* _TASK_: Please count the lines in the records below that contain the string "blue" and reply with that number alone.

* _MATERIAL TO PROCESS_:
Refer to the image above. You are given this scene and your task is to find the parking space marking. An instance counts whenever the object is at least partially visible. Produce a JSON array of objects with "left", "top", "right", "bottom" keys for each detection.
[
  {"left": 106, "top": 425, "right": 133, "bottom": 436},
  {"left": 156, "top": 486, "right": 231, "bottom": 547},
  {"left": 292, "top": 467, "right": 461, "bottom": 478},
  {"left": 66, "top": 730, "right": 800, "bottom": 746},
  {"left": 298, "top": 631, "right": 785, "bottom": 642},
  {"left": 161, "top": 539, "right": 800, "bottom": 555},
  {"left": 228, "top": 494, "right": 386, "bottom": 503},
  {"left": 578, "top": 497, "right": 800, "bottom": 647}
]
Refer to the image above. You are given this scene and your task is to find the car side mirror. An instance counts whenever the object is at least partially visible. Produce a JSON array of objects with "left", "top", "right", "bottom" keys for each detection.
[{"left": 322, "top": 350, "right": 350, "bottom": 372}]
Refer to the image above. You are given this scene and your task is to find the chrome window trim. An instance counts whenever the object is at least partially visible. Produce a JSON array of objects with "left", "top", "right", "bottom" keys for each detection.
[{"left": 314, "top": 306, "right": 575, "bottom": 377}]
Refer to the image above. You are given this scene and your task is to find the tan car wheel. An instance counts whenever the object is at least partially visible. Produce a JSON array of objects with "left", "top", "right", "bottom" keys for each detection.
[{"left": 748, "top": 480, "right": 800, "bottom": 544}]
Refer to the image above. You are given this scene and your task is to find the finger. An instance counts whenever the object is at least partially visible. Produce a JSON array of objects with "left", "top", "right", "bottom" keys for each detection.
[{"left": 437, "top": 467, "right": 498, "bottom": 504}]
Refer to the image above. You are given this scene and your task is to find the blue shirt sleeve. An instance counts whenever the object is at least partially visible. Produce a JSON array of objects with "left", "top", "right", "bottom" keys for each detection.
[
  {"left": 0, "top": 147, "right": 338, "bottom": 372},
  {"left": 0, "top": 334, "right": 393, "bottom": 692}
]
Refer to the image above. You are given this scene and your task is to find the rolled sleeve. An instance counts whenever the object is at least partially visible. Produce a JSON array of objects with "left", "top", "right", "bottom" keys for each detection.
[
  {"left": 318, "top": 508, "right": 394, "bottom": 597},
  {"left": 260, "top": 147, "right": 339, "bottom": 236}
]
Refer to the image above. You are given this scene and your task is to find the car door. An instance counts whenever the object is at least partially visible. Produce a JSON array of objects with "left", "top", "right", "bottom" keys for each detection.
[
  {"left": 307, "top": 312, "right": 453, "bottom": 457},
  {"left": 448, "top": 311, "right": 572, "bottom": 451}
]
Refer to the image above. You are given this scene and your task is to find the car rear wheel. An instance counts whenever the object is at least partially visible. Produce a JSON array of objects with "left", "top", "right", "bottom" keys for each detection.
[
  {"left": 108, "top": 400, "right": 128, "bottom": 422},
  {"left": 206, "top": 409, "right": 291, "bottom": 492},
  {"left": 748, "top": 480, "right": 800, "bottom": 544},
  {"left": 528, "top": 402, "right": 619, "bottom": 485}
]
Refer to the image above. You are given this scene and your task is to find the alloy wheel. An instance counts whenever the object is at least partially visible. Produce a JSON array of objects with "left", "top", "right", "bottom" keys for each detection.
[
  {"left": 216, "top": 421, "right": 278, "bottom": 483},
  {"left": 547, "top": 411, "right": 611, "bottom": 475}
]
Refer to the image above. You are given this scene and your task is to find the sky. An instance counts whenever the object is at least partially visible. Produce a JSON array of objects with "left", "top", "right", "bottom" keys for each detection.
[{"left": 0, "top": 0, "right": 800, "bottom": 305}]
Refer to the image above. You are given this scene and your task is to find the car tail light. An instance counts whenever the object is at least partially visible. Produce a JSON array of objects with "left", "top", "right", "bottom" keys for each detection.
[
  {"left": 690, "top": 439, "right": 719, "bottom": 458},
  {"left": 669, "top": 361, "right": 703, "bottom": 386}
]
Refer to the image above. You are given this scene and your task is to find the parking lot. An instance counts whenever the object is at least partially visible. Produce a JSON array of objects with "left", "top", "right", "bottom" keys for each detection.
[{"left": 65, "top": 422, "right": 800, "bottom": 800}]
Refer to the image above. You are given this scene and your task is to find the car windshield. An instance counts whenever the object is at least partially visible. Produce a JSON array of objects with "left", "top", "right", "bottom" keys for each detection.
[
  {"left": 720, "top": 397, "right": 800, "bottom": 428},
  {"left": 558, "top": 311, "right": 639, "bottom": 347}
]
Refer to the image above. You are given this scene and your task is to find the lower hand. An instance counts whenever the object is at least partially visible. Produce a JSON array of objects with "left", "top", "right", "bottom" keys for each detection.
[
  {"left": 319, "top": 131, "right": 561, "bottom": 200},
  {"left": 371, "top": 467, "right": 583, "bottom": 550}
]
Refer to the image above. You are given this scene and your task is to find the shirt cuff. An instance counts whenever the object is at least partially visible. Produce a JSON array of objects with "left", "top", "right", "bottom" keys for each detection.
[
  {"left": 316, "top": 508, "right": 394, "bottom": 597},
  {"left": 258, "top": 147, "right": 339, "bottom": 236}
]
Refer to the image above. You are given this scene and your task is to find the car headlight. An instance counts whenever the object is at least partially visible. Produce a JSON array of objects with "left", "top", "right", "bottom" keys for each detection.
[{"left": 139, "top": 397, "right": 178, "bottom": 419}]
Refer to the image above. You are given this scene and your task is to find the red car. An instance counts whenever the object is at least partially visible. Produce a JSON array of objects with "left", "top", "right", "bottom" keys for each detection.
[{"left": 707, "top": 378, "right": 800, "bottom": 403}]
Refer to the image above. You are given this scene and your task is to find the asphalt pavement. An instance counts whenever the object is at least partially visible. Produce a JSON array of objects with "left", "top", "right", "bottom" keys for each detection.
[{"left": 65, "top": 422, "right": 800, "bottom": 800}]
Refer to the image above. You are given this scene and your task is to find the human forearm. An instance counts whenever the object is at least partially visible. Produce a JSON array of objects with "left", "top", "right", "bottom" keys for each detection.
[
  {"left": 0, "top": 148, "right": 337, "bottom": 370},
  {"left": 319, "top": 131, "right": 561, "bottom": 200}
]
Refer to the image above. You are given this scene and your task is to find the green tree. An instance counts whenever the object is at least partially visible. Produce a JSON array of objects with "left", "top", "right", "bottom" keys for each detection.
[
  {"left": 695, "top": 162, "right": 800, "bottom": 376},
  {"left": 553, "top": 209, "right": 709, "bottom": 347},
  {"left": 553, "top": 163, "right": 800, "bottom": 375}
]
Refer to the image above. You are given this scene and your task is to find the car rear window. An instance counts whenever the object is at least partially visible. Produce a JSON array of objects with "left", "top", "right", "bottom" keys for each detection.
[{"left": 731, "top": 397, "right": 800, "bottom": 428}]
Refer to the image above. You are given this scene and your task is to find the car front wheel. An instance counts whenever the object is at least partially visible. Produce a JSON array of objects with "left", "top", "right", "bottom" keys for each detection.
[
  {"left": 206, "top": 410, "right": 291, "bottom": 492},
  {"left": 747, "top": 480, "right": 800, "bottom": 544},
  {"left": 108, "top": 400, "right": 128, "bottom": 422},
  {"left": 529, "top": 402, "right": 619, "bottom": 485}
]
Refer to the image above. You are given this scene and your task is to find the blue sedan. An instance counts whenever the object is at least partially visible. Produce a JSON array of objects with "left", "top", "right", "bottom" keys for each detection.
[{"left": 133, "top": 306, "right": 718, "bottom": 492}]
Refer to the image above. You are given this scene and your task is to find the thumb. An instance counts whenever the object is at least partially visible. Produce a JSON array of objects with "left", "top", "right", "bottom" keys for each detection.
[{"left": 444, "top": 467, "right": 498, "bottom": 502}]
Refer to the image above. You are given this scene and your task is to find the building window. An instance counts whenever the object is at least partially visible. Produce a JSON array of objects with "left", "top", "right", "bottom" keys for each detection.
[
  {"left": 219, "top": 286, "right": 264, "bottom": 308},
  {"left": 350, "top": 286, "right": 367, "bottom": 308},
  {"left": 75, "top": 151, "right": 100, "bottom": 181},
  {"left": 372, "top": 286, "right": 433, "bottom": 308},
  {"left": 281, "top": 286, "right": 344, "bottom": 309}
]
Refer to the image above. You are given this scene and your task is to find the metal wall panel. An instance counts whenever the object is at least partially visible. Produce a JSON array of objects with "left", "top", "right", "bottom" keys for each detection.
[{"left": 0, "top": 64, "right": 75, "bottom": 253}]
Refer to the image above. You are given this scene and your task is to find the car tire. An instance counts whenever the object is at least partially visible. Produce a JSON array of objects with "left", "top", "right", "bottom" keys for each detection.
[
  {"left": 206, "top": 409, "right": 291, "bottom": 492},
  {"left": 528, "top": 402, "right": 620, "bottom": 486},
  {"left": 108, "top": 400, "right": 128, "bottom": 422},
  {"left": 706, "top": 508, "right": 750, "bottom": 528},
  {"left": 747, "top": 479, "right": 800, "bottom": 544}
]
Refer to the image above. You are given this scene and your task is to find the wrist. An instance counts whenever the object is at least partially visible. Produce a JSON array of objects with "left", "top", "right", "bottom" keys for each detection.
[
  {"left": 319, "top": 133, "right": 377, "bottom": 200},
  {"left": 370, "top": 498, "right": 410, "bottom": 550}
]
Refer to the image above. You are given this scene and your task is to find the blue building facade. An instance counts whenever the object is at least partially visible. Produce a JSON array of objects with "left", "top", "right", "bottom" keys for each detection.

* _SOLUTION_: 3